→ **AIM**: Your task is to repeat the listing exactly.

* START *

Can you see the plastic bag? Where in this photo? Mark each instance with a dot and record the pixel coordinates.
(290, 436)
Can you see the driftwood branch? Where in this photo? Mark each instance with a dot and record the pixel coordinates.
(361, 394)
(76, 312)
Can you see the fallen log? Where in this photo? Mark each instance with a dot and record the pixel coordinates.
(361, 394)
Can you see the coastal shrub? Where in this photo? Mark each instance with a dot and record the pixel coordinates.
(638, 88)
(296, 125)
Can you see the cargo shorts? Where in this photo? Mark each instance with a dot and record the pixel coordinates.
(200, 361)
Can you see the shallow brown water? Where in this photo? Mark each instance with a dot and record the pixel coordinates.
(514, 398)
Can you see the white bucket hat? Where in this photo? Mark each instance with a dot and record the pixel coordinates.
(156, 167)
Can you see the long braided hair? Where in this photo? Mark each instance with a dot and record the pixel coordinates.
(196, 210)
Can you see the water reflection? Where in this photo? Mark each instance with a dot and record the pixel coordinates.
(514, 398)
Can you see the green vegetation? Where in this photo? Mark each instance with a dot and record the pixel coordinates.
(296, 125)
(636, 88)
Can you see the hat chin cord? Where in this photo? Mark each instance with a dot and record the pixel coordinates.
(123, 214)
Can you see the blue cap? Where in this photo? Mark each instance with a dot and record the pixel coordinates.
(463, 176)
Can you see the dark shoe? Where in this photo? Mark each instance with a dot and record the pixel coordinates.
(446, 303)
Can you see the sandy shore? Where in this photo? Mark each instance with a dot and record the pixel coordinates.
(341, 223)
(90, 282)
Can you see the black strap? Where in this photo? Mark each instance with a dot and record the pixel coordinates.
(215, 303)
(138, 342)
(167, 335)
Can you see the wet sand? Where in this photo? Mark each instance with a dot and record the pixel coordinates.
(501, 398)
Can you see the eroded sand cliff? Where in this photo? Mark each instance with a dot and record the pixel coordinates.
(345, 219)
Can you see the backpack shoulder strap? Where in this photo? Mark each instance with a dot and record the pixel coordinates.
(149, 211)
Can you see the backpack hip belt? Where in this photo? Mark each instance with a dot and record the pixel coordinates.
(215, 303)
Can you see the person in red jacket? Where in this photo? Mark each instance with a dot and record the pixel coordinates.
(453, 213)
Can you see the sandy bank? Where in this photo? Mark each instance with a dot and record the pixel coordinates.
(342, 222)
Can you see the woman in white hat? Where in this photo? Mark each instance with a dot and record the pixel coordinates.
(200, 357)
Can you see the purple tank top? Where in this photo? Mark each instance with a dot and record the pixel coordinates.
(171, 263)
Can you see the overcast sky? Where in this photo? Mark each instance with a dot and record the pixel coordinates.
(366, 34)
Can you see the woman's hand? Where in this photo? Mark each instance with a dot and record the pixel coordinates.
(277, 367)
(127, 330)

* END *

→ **TASK RESULT**:
Can you see the plastic bag? Where in this photo? Mark each instance with a dot and record the pixel coordinates.
(290, 436)
Can you see the driftwood branch? Where in this photo? Mark each instance with a dot and record the pixel coordinates.
(361, 394)
(76, 312)
Can you see the fallen log? Where in this photo? Mark each instance with a dot and record the pixel coordinates.
(361, 394)
Can you see the coastal shrub? Where in this photo? Mark each instance with a dot and record the pixel coordinates.
(638, 88)
(296, 125)
Can you see the cargo shorts? Where in this photo? Mark each instance with a dot and record the pixel coordinates.
(200, 361)
Can you see the shallow brown water? Where in this photo? Mark each instance with a dot and record the pixel coordinates.
(514, 398)
Can you see the white bucket hat? Where in this photo? Mark each instance with a dot and record the pixel coordinates.
(156, 167)
Can you see the long braided hair? Where in this photo? Mark each instance with a dot and record the pixel coordinates.
(196, 210)
Can you see the water reflection? Where in this photo? Mark each instance with a dot and record the pixel coordinates.
(514, 398)
Can you see the green vegetation? Where in this photo? Mark each instance with a dot and record the pixel coordinates.
(296, 125)
(636, 88)
Can you see the hat chin cord? Where in this photo? Mark each instance with a dot and record the pixel coordinates.
(123, 214)
Can you see the blue cap? Where in this photo? Mark each instance with a dot and record the pixel coordinates.
(463, 176)
Can you see the dark shoe? Where in this photo? Mark each instance with a dot and record the pixel coordinates.
(446, 303)
Can you see the sandy shore? Where in this photo? Mark each instance with a dot and record the pixel coordinates.
(341, 223)
(90, 282)
Can you see the black strap? Where in this photo? Mark each instance with a dot and record the pixel coordinates.
(215, 303)
(138, 342)
(167, 335)
Can you see the wet sand? Where in this photo? Mark each instance with a dot and record the pixel coordinates.
(501, 398)
Can you see the eroded sand cliff? Where in this photo? Mark each instance with a dot and record the pixel coordinates.
(345, 219)
Can you see the backpack shoulder strap? Where in this photo? Mark each instance with a dot and record the pixel coordinates.
(149, 211)
Can you see the backpack hip belt? Where in this photo? Mark each instance with a dot and record the pixel coordinates.
(215, 303)
Can you see the person in red jacket? Where in this photo? Mark each instance with a dot and record the pixel coordinates.
(453, 213)
Can you see the sandy bank? Where in this photo? Mark each instance with a dot and record the pixel coordinates.
(342, 222)
Can you see the woman in white hat? Where in this photo? Mark each instance with a dot and record the pixel coordinates.
(200, 357)
Can you see the purple tank top? Where in this photo? Mark each instance with a dot and record the pixel coordinates.
(171, 263)
Can you see the overcast sky? Where in this photo? Mark each instance with a dot and record the pixel coordinates.
(366, 34)
Can you see the woman's hand? Where in this photo? Mark each instance with a dot and record the pixel coordinates.
(277, 367)
(127, 330)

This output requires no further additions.